Using the listing below, copy exactly the lines from the one containing "Tag the woman" to the one containing "Tag the shadow", both lines included, and no others.

> **Records for the task**

# # # # #

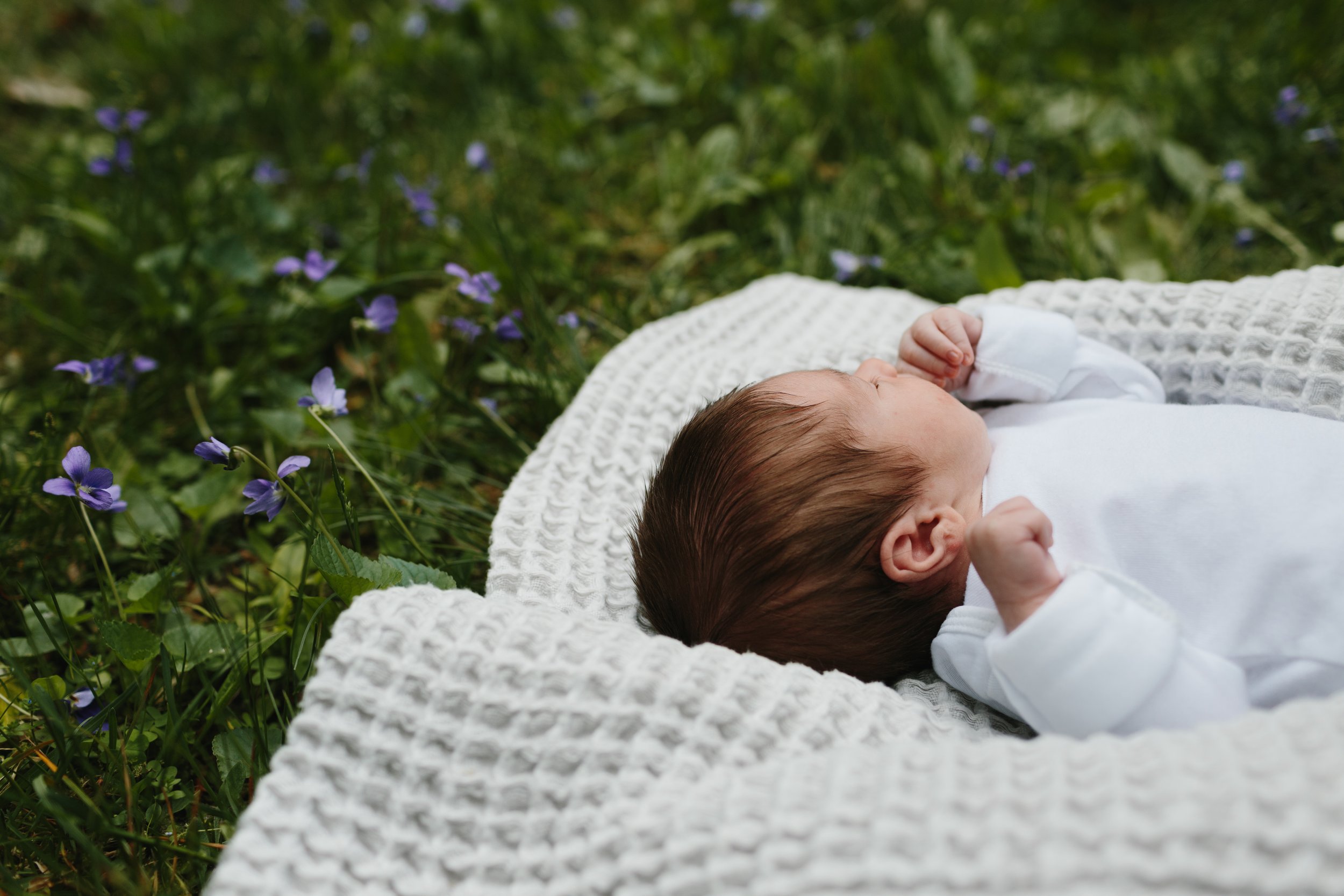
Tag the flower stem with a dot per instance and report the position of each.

# # # # #

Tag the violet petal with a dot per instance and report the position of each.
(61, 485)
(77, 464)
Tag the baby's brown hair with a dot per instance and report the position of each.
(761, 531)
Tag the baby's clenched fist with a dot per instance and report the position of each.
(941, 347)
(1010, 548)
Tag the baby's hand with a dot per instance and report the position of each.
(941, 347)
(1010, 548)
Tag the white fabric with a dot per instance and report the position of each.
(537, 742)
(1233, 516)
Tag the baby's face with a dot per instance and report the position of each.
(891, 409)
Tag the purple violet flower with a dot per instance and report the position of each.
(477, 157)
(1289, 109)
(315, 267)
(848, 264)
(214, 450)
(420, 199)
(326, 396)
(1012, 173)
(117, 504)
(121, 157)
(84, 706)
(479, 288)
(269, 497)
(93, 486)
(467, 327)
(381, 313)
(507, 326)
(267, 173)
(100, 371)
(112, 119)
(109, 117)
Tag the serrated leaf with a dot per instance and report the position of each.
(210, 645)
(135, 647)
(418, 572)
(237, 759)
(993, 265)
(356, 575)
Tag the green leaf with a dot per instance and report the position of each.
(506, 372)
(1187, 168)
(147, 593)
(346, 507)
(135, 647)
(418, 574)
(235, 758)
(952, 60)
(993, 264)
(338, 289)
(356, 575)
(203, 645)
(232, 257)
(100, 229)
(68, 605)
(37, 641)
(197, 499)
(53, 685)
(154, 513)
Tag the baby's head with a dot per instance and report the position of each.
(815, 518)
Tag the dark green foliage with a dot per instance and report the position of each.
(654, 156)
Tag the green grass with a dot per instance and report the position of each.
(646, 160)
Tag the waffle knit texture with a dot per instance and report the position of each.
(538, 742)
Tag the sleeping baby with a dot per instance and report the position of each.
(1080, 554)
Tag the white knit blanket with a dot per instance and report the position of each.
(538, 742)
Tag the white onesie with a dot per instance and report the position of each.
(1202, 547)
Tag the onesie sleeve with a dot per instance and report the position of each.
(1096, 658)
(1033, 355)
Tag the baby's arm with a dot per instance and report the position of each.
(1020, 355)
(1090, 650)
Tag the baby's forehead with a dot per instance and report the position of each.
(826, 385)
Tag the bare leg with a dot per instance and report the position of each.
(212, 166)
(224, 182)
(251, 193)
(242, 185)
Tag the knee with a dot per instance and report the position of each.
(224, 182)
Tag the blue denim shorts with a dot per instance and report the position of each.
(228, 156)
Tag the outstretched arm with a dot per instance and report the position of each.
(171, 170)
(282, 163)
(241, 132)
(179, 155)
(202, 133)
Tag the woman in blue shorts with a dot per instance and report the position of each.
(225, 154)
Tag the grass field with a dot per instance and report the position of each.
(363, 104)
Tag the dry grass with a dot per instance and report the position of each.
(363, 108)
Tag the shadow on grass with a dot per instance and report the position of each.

# # # # #

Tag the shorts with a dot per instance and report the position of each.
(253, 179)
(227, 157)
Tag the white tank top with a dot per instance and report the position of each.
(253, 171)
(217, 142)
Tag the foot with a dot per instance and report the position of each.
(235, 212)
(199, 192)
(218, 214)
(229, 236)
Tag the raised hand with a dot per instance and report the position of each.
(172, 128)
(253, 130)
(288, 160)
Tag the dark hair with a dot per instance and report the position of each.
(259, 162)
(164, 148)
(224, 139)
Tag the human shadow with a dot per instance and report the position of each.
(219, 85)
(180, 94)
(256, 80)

# # # # #

> **Output of the task**
Tag the woman in blue shorts with a dot per instance and report the position of each.
(225, 154)
Tag the grass field with a dot per instance and report the position of each.
(363, 104)
Tag the dry grass with a dot per instance and report the position of each.
(363, 108)
Tag the shadow on grass with a dot per instance and report the position of each.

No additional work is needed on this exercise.